** Tujuan 1 **
Tukar "Target" menjadi "Sasaran" pada bagian entri yang dimulai dari awal entri dan berakhir pada baris yang memuat "[(32, 103), (26, 143), (6, 87)]". Tulis ulang bagian itu tanpa perubahan lain.

** Kutipan Dokumen **
Sebuah
berita di halaman pertama Kedaulatan Rakyat (KR), Sabtu 3 Juni 2017 cukup
menarik perhatian. Diberitakan seorang pelajar SMP di Klaten mengakhiri
hidupnya sendiri setelah mendengar hasil ujian, yang mana pelajar tersebut
dinyatakan tidak lulus. Kemungkinan merasa khawatir dan takut dimarahi orang
tuanya karena nilai ujiannya kurang bagus dan tidak sesuai harapan ibunya,
demikian dugaan sementara yang muncul dalam pemberitaan di KR tersebut. Kejadian bunuh diri remaja
seakan bukan hal yang baru. Belum lama ini, seorang siswi SMK di Sumatera Utara
pun akhirnya meninggal dunia setelah dirawat di rumah sakit pasca-percobaan
bunuh diri dengan menenggak racun tanaman (tirto.id, 11 April 2017).
Fenomena
tindakan bunuh diri remaja bukan hal yang baru. Dalam banyak pemberitaan tak
jarang kita menemukan hal serupa. Karena alasan tertentu, beberapa remaja usia
SMP-SMA nekat mengakhiri hidup sendiri dengan cara yang tidak wajar. Mengutip beritasatu.com (Rabu, 8 Juni 2016) hasil survei yang dilakukan Badan
Penelitian dan Pengembangan Kesehatan (Balitbangkes) Kementerian Kesehatan
menunjukkan 650 siswa SMP dan SMA di Indonesia punya keinginan bunuh diri.
Survei yang dilakukan pada 2015 ini melibatkan 10.300 siswa dari seluruh
provinsi di Indonesia sebagai sampel.

** Daftar Entri **

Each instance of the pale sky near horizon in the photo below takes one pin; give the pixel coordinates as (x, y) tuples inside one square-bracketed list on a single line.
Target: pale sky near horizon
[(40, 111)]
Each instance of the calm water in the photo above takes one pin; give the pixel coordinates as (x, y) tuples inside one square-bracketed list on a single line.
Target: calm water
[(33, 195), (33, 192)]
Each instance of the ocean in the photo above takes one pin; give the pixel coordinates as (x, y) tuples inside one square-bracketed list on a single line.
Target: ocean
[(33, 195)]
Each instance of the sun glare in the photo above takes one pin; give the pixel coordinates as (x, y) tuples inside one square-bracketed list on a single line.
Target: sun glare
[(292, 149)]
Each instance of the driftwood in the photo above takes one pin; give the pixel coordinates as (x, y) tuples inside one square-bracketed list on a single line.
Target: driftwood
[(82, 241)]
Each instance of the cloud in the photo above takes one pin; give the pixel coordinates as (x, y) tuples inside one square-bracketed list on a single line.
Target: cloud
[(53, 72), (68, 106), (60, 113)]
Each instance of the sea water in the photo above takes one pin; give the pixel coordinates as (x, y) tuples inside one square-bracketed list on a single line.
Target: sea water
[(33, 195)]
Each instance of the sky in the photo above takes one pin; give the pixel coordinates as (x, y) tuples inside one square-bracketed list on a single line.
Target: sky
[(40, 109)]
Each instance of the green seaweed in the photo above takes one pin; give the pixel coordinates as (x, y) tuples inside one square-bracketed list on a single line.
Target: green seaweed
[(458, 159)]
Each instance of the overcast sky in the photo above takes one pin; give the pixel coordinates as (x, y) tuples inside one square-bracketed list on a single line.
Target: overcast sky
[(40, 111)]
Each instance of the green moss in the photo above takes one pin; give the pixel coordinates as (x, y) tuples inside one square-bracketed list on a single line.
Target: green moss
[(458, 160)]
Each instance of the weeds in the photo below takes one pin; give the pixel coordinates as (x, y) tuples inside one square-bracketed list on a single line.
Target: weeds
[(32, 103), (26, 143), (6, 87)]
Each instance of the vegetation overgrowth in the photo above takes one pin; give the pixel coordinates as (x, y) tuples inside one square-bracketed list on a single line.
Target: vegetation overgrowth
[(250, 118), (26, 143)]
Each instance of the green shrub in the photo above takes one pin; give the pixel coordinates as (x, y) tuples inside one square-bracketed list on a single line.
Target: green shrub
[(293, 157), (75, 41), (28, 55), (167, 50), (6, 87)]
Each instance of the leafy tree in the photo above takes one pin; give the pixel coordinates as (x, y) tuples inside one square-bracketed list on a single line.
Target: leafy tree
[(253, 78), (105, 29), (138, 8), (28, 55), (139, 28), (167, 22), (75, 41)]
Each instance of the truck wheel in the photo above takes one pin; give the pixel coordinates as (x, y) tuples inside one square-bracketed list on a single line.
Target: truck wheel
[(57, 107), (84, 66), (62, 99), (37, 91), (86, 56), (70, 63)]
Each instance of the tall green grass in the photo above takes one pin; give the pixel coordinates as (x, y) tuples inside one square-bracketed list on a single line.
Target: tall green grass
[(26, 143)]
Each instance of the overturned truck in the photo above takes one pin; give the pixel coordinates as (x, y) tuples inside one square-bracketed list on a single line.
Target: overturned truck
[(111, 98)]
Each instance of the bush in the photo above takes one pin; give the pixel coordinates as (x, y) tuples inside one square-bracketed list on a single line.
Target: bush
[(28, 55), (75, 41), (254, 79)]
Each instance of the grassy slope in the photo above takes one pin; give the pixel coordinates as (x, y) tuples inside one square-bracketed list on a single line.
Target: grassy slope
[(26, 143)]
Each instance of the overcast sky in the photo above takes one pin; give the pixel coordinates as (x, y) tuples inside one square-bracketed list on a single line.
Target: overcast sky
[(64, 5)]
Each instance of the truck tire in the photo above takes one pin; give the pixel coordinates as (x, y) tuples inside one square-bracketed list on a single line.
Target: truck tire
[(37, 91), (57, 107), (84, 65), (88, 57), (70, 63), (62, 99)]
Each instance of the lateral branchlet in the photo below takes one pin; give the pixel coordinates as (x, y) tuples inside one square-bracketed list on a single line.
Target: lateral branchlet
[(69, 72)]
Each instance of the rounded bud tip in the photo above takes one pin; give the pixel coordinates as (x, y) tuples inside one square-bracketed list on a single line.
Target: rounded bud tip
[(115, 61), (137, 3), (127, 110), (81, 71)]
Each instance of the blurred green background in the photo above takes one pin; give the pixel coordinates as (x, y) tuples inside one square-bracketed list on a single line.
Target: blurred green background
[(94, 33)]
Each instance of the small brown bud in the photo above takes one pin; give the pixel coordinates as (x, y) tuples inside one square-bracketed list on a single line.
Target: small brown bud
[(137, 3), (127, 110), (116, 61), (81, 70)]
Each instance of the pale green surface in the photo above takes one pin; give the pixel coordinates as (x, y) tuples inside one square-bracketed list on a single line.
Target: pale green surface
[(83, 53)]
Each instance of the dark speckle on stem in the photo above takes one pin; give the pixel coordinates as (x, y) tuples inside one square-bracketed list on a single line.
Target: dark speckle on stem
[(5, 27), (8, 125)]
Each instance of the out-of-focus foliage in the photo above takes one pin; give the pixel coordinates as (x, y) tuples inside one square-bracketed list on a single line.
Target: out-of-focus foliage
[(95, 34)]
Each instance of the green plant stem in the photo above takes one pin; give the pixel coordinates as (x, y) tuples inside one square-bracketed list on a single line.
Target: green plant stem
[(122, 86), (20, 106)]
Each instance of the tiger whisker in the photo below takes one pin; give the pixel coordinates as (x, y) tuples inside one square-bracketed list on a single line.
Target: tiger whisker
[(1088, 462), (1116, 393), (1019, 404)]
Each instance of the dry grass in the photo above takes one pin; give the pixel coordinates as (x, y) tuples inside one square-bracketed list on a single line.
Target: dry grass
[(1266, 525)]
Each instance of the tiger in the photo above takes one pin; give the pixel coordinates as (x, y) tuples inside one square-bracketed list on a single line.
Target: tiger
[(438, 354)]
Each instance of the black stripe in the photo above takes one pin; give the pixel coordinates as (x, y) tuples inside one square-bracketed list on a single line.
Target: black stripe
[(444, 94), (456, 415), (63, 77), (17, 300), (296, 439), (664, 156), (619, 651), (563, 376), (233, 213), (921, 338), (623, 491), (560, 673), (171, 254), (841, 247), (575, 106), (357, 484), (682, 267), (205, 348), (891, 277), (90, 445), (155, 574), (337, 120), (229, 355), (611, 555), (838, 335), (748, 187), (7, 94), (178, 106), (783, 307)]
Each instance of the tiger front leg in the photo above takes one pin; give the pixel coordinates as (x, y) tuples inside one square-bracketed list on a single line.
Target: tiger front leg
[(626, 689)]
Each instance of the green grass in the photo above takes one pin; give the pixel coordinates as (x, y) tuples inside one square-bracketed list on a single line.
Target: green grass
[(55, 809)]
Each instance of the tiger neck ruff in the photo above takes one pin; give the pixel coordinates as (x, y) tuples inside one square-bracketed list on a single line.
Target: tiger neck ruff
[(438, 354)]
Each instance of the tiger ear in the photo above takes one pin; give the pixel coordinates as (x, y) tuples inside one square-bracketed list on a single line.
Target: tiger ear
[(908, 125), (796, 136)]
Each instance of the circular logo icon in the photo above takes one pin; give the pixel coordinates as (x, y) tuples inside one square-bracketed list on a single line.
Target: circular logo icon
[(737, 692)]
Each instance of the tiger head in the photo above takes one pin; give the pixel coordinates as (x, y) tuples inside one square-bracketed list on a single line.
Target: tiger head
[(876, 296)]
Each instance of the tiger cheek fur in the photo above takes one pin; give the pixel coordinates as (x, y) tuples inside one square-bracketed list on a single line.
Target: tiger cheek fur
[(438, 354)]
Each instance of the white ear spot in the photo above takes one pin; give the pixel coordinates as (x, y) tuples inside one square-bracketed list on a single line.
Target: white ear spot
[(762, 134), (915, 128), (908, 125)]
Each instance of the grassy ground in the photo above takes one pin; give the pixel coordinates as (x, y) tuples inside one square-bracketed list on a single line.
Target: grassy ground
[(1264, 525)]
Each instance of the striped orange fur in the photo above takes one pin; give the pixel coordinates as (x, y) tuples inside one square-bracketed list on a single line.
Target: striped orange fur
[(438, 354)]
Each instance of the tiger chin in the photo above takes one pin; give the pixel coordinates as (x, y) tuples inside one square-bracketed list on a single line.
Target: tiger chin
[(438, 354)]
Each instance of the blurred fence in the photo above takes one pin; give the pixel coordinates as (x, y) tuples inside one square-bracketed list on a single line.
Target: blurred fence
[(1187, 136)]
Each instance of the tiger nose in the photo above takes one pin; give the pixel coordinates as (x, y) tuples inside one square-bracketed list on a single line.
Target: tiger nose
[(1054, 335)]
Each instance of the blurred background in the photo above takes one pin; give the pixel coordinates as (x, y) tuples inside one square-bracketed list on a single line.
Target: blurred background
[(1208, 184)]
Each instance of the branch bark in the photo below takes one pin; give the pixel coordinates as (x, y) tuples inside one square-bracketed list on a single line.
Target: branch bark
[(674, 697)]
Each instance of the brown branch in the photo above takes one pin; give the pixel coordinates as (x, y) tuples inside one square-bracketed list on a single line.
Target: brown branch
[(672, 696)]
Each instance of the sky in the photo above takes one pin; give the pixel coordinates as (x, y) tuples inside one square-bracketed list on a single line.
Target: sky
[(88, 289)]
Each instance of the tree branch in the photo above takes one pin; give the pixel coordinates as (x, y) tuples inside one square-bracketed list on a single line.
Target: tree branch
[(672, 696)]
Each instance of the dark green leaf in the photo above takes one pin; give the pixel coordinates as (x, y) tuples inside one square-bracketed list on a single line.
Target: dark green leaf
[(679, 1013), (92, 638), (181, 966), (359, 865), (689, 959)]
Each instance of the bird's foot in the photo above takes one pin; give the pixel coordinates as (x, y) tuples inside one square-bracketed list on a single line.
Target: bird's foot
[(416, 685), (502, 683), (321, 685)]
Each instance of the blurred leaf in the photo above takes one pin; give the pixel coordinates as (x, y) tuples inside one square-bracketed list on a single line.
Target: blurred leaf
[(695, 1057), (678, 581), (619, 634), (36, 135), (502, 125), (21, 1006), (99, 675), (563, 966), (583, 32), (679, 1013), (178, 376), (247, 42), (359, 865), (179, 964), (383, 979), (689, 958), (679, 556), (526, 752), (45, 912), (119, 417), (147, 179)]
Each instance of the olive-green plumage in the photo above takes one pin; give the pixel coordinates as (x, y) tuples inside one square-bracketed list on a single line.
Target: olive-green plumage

** Tujuan 2 **
Menurut kutipan dokumen, berapa jumlah siswa yang dijadikan sampel dalam survei Balitbangkes tahun 2015?

** Keluaran Benar 1 **
Each instance of the pale sky near horizon in the photo below takes one pin; give the pixel coordinates as (x, y) tuples inside one square-bracketed list on a single line.
Sasaran: pale sky near horizon
[(40, 111)]
Each instance of the calm water in the photo above takes one pin; give the pixel coordinates as (x, y) tuples inside one square-bracketed list on a single line.
Sasaran: calm water
[(33, 195), (33, 192)]
Each instance of the ocean in the photo above takes one pin; give the pixel coordinates as (x, y) tuples inside one square-bracketed list on a single line.
Sasaran: ocean
[(33, 195)]
Each instance of the sun glare in the photo above takes one pin; give the pixel coordinates as (x, y) tuples inside one square-bracketed list on a single line.
Sasaran: sun glare
[(292, 149)]
Each instance of the driftwood in the photo above takes one pin; give the pixel coordinates as (x, y) tuples inside one square-bracketed list on a single line.
Sasaran: driftwood
[(82, 241)]
Each instance of the cloud in the photo above takes one pin; give the pixel coordinates as (x, y) tuples inside one square-bracketed list on a single line.
Sasaran: cloud
[(53, 72), (68, 106), (60, 113)]
Each instance of the sea water in the photo above takes one pin; give the pixel coordinates as (x, y) tuples inside one square-bracketed list on a single line.
Sasaran: sea water
[(33, 195)]
Each instance of the sky in the photo above takes one pin; give the pixel coordinates as (x, y) tuples inside one square-bracketed list on a single line.
Sasaran: sky
[(40, 109)]
Each instance of the green seaweed in the photo above takes one pin; give the pixel coordinates as (x, y) tuples inside one square-bracketed list on a single line.
Sasaran: green seaweed
[(458, 159)]
Each instance of the overcast sky in the photo above takes one pin; give the pixel coordinates as (x, y) tuples inside one square-bracketed list on a single line.
Sasaran: overcast sky
[(40, 111)]
Each instance of the green moss in the photo above takes one pin; give the pixel coordinates as (x, y) tuples inside one square-bracketed list on a single line.
Sasaran: green moss
[(458, 160)]
Each instance of the weeds in the photo below takes one pin; give the pixel coordinates as (x, y) tuples inside one square-bracketed list on a single line.
Sasaran: weeds
[(32, 103), (26, 143), (6, 87)]

** Keluaran Benar 2 **
10.300 siswa dari seluruh provinsi di Indonesia.